[Entries supplied]
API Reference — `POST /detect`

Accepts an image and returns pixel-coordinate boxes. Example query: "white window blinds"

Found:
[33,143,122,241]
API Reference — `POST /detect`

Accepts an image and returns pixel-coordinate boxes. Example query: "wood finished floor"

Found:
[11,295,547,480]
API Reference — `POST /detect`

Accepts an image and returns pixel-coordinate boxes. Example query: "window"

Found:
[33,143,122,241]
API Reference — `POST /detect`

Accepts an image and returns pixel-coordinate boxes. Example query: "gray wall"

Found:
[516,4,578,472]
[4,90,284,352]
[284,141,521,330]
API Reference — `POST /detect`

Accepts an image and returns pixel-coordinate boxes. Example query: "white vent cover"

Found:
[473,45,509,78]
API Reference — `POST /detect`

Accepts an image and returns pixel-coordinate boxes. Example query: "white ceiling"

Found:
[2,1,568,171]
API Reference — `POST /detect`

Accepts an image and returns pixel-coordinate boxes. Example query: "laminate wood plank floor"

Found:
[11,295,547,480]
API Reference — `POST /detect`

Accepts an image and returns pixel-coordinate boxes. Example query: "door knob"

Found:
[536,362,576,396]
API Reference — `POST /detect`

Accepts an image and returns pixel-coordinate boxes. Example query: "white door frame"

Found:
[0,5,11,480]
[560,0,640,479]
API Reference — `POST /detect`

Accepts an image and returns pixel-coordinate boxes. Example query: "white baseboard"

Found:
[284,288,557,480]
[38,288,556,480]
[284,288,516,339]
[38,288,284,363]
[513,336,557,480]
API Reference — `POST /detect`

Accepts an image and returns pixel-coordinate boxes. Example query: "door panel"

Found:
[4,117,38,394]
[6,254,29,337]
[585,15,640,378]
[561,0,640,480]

[Instructions for the task] Please copy every one of the records above line for line, without changing anything.

[Result of the exercise]
API Reference — `POST /detect`

Accepts an image and returns pixel-coordinate boxes. Example query: "white window blinds"

Found:
[33,143,122,241]
API Reference — `POST /detect`

Accepts an image and returns pixel-coordinate boxes. Example query: "wood finished floor"

Found:
[11,295,547,480]
API Reference — `POST /detect`

Accepts an image and returns pixel-coordinate boxes. Example query: "window"

Found:
[33,143,122,241]
API Reference — `POST /detect`

Accepts an image and returns pixel-coordinate boxes. Example query: "gray wall"

Found:
[516,4,578,472]
[4,90,284,352]
[284,141,521,330]
API Reference — `POST /detect`

Accepts an image and returns pixel-coordinate boxes. Example query: "white vent cover"

Found:
[473,45,509,78]
API Reference — `POST /detect`

Accepts an image and returns pixel-coordinate boxes. Example query: "white ceiling"

Found:
[2,1,568,171]
API Reference — `POST /detect`

Accepts an image and returns pixel-coordinate boxes. Example query: "laminate wood plank floor"

Found:
[11,295,547,480]
API Reference — `POST /detect`

Accepts an image and returns pixel-coordinate boxes. Example query: "door knob"

Found:
[536,362,576,396]
API Reference — `POST /detect`

Accepts an image and returns pixel-coordinate boxes. Example query: "white door frame"

Found:
[0,5,11,480]
[560,0,640,479]
API Reference — `POST /detect`

Accepts an image and returns pixel-coordinate boxes. Example query: "white baseboard"

Found:
[284,288,557,480]
[38,288,556,480]
[284,288,516,339]
[38,288,284,363]
[513,336,557,480]
API Reference — `POST /detect`

Accepts an image and returns pixel-coordinate boxes. Example query: "door panel"

Found:
[4,117,38,394]
[6,254,29,337]
[585,15,640,378]
[561,0,640,480]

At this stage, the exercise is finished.